**TASK:**
Pick out each line of the listing that contains the string "coordinates", copying those lines in full. Case counts.

**INPUT DATA:**
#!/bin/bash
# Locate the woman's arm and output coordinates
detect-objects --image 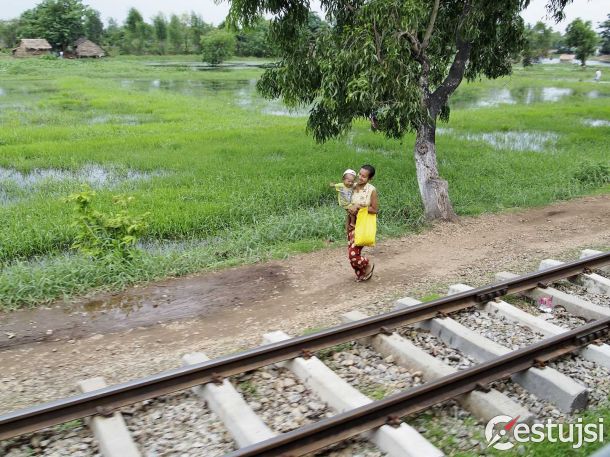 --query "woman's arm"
[369,189,379,214]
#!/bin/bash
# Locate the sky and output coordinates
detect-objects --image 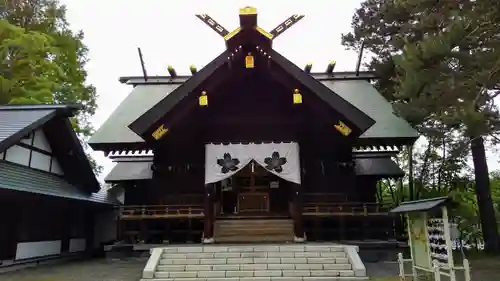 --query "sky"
[60,0,499,180]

**OUTPUT OF THE TASK:**
# Locate the woman's arm and output coordinates
# Locate the sky and output coordinates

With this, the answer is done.